### Data excerpts ###

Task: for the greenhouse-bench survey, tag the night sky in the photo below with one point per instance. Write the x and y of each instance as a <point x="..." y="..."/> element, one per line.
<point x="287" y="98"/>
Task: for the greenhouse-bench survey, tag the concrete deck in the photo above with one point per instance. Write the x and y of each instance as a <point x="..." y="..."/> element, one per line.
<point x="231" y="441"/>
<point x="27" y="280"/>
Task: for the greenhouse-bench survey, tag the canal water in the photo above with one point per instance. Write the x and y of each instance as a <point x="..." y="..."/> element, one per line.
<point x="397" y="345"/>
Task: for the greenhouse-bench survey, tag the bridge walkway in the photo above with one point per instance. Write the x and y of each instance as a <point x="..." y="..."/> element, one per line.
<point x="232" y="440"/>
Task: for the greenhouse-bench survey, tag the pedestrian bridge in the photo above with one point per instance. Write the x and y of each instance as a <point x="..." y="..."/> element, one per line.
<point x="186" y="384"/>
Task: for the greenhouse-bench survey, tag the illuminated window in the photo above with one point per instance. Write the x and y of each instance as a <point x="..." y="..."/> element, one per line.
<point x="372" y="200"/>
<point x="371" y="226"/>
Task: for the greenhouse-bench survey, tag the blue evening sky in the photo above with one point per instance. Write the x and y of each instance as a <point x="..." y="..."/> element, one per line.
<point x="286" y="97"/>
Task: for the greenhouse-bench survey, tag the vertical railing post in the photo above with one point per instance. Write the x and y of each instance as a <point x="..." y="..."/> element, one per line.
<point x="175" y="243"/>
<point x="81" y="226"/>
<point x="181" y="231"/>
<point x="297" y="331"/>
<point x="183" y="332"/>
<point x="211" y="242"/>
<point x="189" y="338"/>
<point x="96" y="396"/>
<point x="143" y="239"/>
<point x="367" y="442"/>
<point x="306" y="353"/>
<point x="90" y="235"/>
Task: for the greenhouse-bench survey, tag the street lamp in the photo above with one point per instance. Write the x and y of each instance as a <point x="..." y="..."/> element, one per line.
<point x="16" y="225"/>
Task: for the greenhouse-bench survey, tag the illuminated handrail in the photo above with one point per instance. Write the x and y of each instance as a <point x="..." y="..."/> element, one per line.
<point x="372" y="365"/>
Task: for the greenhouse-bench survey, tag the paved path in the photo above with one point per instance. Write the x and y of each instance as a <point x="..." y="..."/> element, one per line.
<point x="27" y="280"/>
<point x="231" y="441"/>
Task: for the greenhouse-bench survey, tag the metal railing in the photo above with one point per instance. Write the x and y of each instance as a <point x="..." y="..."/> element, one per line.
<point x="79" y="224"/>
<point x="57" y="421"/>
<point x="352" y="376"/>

###

- What to work on
A word-for-word copy of all the entries above is required.

- Answer for this exercise
Task: for the greenhouse-bench survey, tag the night sky in the photo below with one point per instance. Write the x and y of each instance as a <point x="..." y="..."/> element, one per line.
<point x="287" y="98"/>
Task: for the greenhouse-bench survey, tag the concrete deck in the photo above with one point per instance. Write the x and y of each instance as a <point x="..." y="..."/> element, one per line.
<point x="231" y="441"/>
<point x="27" y="280"/>
Task: for the greenhouse-bench survey, tag the canal water in the photo above with one point per instance. Write the x and y of each instance as a <point x="..." y="..."/> element, one per line.
<point x="397" y="345"/>
Task: for the greenhouse-bench survey, tag the bridge walkway in the photo above with one point per instance. Write the x and y of each instance as a <point x="..." y="..."/> element, one per line.
<point x="232" y="440"/>
Task: for the greenhouse-bench survey, tag the pedestrian bridge in the photo above with one point per instance. Write the x and y of each instance as a <point x="..." y="..."/> element, one per line.
<point x="186" y="384"/>
Task: for the greenhouse-bench survey, tag the illuminated window in the photo above with one point per instance. Write the x and y of each instance as a <point x="..." y="..."/> element, one per line.
<point x="372" y="200"/>
<point x="371" y="226"/>
Task: for the greenhouse-bench survey, tag the blue evening sky in the photo above with one point per instance. Write the x and y of each instance as a <point x="..." y="..."/> element, one per line.
<point x="286" y="97"/>
Task: for the greenhouse-bench survey, tag the vertical railing post in the photo above with one point per instance. Write the x and y of each instance as a <point x="..." y="..."/> element, one per line.
<point x="175" y="243"/>
<point x="81" y="226"/>
<point x="181" y="231"/>
<point x="297" y="331"/>
<point x="183" y="332"/>
<point x="211" y="242"/>
<point x="189" y="338"/>
<point x="96" y="396"/>
<point x="143" y="239"/>
<point x="367" y="442"/>
<point x="306" y="353"/>
<point x="90" y="235"/>
Task: for the greenhouse-bench survey, tag the street lamp in the photo above with one point per instance. Write the x and y of each instance as a <point x="..." y="..."/> element, one per line.
<point x="16" y="225"/>
Task: for the greenhouse-bench survey, tag the illuminated handrail in the photo above with one point per instance. Write the x and y of each instance as a <point x="..." y="..."/> element, one per line.
<point x="372" y="365"/>
Task: for the greenhouse-bench survey, tag the paved path in the photo above with one point per instance. Write the x and y of each instance as a <point x="..." y="..."/> element, one per line.
<point x="27" y="280"/>
<point x="231" y="441"/>
Task: for the greenhouse-bench survey, tag the metal railing in the photo above with one point per instance. Write the x and y of each instance as a <point x="..." y="..."/> element, one per line.
<point x="79" y="224"/>
<point x="57" y="421"/>
<point x="352" y="376"/>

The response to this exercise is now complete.